▶ Document section
____

General Secretary Junge Calls for Action on Financial and Ecological Crises
GENEVA, 6 January 2012 (LWI) – The current financial and ecological crises will not be overcome by continuing to please the markets, says The Lutheran World Federation (LWF) General Secretary Rev. Martin Junge in his 2012 New Year Message.
Junge urges instead resolve to address justice issues within the human family in his reflections on Paul’s Second Letter to the Corinthians (12:9), also the Moravian tradition watchword for 2012: “My power is made perfect in weakness.”
The LWF general secretary points out that human beings’ pursuit of power and control over creation and the financial systems “is pushing humanity closer and closer to the abyss of ecological disaster.”
Unlike Paul, who recognized his weakness and trusted God would transform this into power, human beings have difficulty understanding their vulnerability and dependence on God, their neighbor and creation.
Junge cites two examples of this lack of self-awareness—the international community’s failure to tackle the ominous threat of climate change and the inability to effectively deal with a global financial crisis that highlights the futile attempts to live on non-existent resources. “We ought to recognize how carefully humankind has been woven into the fragile fabric of ecological systems and acknowledge our interdependence with the whole of God’s creation,” he stresses.

____

▶ Provided data
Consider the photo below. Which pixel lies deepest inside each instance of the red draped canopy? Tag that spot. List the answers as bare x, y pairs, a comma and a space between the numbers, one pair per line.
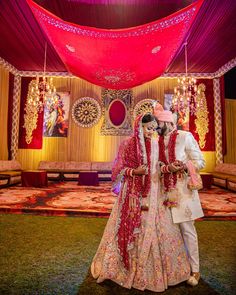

____

▶ Task to carry out
Print the passage of the LWF New Year message text starting at "Junge urges instead" and ending at "neighbor and creation.", copied exactly.

▶ Task output
Junge urges instead resolve to address justice issues within the human family in his reflections on Paul’s Second Letter to the Corinthians (12:9), also the Moravian tradition watchword for 2012: “My power is made perfect in weakness.”
The LWF general secretary points out that human beings’ pursuit of power and control over creation and the financial systems “is pushing humanity closer and closer to the abyss of ecological disaster.”
Unlike Paul, who recognized his weakness and trusted God would transform this into power, human beings have difficulty understanding their vulnerability and dependence on God, their neighbor and creation.